### Input material
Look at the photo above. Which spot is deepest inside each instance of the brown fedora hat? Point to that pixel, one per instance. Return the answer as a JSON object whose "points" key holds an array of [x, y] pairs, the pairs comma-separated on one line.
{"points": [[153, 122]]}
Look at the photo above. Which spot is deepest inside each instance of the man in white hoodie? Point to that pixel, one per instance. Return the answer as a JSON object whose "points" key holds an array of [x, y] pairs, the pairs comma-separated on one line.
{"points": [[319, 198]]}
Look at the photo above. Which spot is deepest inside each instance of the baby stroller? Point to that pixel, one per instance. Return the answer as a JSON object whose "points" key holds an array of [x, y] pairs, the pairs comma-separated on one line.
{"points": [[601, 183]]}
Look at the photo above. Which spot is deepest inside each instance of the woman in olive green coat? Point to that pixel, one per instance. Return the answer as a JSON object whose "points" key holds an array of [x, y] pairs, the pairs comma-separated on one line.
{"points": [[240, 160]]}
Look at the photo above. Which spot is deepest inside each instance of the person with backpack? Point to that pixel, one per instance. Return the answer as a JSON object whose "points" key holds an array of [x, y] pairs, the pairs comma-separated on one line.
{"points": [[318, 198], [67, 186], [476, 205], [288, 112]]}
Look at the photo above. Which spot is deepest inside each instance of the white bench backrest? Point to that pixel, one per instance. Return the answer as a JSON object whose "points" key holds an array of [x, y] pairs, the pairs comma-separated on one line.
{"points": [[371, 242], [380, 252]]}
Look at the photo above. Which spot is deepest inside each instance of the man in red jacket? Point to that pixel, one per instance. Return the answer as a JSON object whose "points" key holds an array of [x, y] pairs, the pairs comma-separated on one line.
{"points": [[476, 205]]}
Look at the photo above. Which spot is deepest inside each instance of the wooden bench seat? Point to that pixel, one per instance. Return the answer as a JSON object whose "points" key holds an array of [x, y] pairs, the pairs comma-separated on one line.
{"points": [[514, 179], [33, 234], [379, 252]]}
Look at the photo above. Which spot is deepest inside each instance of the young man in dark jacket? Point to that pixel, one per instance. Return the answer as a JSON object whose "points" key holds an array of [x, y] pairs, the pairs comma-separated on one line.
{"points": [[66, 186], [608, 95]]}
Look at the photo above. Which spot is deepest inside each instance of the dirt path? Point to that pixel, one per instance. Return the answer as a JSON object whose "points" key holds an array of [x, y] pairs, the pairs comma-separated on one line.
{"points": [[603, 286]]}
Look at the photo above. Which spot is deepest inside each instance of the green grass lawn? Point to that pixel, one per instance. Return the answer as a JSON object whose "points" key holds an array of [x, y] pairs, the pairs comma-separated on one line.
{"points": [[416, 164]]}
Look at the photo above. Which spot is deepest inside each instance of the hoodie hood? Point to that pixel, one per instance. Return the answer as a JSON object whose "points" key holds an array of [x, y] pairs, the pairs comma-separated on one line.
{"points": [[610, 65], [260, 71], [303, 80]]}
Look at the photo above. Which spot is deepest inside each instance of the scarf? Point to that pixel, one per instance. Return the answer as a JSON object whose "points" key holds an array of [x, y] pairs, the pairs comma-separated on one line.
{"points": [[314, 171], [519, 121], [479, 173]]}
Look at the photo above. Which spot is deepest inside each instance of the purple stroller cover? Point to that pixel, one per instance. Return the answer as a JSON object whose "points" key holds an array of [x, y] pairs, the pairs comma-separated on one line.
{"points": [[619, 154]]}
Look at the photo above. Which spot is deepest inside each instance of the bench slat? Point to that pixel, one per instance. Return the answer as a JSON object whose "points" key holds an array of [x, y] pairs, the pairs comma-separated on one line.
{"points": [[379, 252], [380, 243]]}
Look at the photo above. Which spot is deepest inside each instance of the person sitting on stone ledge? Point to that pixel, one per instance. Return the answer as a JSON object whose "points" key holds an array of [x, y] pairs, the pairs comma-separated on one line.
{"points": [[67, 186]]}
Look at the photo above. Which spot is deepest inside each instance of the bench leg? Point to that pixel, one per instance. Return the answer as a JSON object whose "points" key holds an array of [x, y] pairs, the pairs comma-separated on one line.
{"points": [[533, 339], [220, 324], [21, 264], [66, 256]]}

--

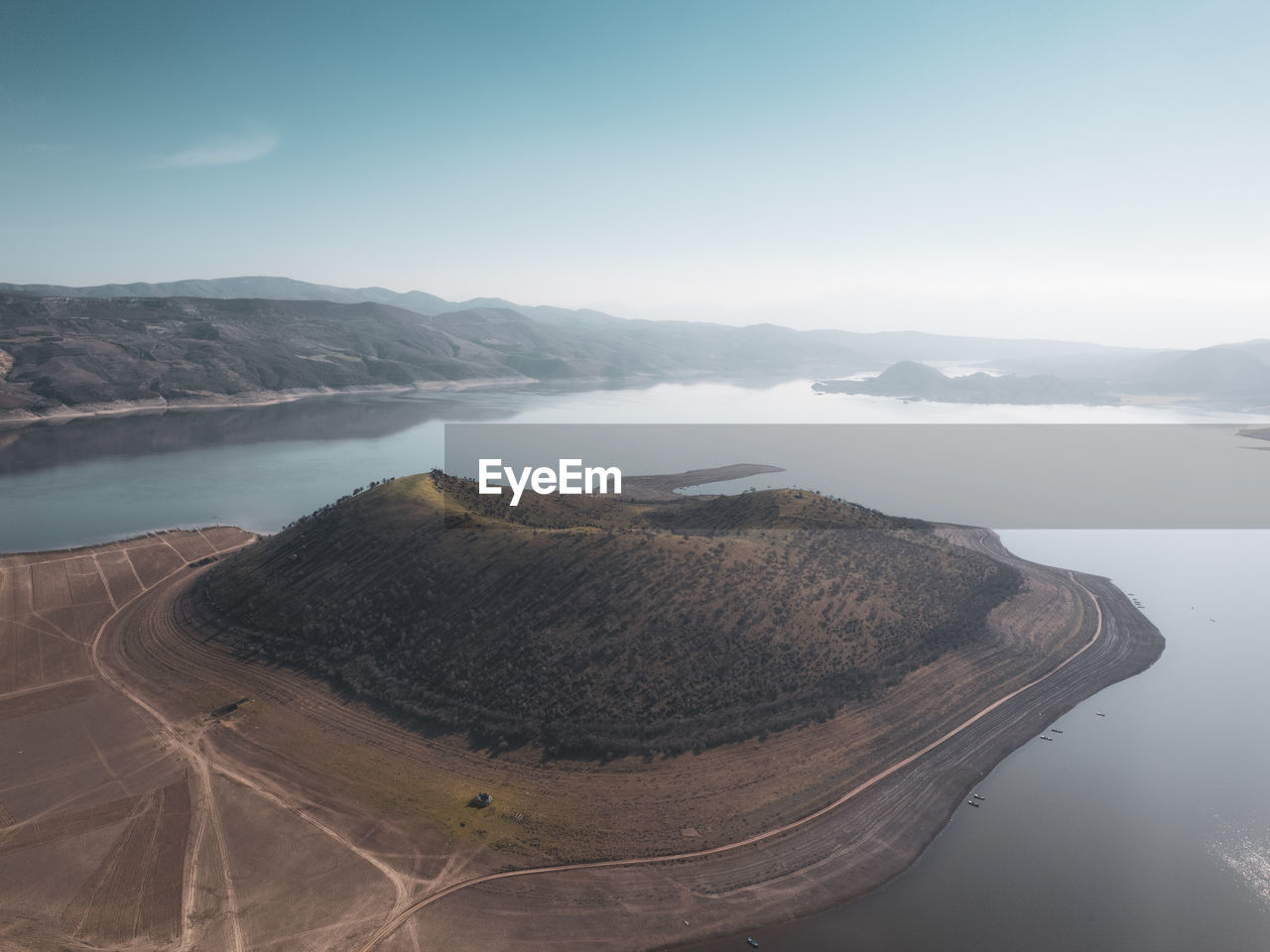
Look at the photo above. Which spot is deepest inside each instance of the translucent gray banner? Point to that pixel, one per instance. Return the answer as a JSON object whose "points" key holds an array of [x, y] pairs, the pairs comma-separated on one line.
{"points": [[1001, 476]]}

* * *

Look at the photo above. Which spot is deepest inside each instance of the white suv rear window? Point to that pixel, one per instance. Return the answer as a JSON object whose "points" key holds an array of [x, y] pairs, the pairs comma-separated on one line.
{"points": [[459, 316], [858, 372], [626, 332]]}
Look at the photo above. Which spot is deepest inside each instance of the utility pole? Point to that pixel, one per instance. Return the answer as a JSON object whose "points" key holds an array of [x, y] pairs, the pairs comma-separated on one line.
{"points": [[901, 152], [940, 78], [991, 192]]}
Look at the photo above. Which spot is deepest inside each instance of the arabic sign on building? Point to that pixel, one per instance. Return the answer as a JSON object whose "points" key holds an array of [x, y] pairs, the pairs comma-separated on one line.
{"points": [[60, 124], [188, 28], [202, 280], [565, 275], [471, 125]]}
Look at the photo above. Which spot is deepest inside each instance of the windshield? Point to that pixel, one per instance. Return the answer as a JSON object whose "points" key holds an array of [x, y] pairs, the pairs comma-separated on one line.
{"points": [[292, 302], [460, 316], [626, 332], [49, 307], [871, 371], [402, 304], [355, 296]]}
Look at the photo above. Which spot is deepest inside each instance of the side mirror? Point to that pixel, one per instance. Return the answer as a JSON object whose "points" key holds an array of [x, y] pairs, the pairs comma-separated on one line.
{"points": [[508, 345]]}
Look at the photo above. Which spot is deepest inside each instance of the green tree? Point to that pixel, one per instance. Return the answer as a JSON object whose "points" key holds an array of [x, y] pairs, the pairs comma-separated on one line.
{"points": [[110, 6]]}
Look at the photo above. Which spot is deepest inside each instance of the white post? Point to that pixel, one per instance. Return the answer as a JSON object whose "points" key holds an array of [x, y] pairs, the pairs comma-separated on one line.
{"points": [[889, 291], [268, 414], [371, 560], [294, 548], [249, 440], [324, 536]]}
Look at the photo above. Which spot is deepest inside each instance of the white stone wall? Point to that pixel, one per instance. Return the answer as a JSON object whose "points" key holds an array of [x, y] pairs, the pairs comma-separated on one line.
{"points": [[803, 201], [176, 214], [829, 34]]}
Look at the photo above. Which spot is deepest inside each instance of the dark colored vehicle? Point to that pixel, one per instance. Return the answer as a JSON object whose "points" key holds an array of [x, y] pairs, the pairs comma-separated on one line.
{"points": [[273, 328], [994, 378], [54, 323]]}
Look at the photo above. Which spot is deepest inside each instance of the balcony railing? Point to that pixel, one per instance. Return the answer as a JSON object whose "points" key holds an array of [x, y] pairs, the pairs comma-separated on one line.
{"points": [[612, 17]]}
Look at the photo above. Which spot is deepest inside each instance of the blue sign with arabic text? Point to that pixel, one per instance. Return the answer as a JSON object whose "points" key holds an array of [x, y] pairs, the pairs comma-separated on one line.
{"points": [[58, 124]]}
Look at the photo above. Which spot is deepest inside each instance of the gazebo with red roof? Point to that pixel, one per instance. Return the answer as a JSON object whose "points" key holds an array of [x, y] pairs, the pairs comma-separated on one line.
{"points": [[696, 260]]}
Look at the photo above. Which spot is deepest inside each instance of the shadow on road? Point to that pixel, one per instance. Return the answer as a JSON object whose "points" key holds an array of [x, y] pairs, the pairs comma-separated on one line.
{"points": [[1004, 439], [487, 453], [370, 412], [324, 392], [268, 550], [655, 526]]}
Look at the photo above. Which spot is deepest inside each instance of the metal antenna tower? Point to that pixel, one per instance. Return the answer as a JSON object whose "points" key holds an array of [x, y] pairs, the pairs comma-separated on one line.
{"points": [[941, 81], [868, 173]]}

### Work to do
Return every line in the rows above that contains the word "jacket", copying each line in full.

### Complete answer
Look at the photo above. Which spot is deepest inside each instance of the man in red jacket? Point to that pixel, one per instance. Return the answer as a JSON object whose "points" key holds an array of [x, y] pairs, the pairs comma-separated on one line.
Look at the photo above. Which spot is deepest inside each instance of the young man in dark jacket? Point to that pixel, one per instance. Return the answer as a JSON object whose "points" key holds an array of [x, y] pairs, the pairs comma-separated on one line.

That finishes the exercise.